THE REQUEST:
Return only this: the line with "[pin] dense flower" and all the lines that follow it below, through the final one, exactly as they are.

RECORDS:
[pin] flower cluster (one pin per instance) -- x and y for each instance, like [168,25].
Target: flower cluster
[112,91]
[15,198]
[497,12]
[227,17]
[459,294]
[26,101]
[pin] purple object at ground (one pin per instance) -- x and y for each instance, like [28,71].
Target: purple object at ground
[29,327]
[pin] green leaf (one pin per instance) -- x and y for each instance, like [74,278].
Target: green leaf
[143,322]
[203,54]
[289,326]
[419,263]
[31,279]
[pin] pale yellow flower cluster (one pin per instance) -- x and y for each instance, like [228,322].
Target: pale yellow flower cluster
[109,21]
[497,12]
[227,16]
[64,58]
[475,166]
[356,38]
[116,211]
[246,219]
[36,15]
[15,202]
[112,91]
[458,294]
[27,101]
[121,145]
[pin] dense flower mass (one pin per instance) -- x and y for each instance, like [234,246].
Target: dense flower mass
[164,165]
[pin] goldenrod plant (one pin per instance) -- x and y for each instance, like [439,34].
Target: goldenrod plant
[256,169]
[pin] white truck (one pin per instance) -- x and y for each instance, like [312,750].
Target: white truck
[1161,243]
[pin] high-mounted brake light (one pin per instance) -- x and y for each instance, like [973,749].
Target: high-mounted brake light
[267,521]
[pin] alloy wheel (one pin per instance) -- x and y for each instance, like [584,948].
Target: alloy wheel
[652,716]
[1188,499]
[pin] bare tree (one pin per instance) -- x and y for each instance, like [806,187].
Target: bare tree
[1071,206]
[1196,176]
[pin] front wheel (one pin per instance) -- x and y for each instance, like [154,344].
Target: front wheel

ANSWER TO THIS TASK:
[pin] dense flower mass (one pin per instance) -- x and y for each instance, like [234,246].
Target: dense flower mass
[164,165]
[pin] goldenrod plant (one pin per instance) -- x and y for each instance, like [439,34].
Target: goldenrod plant
[256,169]
[pin] white truck (one pin per instance) -- x and y for each instance, like [312,750].
Target: white truck
[1161,243]
[pin] high-mounted brake light (one pin per instance) -- x and y for each instance, like [973,749].
Target: high-mounted brake light
[267,521]
[pin] alloy wheel (one pin per instance) -- x and y for each instance, like [584,948].
Target: alloy wheel
[652,716]
[1188,499]
[pin] bare tree (one pin per instance) -- x and y for each instance, like [806,187].
Target: bare tree
[1071,206]
[1196,176]
[pin] front wheel (one pin per instance) -- x and y for each instance, like [154,344].
Target: front wheel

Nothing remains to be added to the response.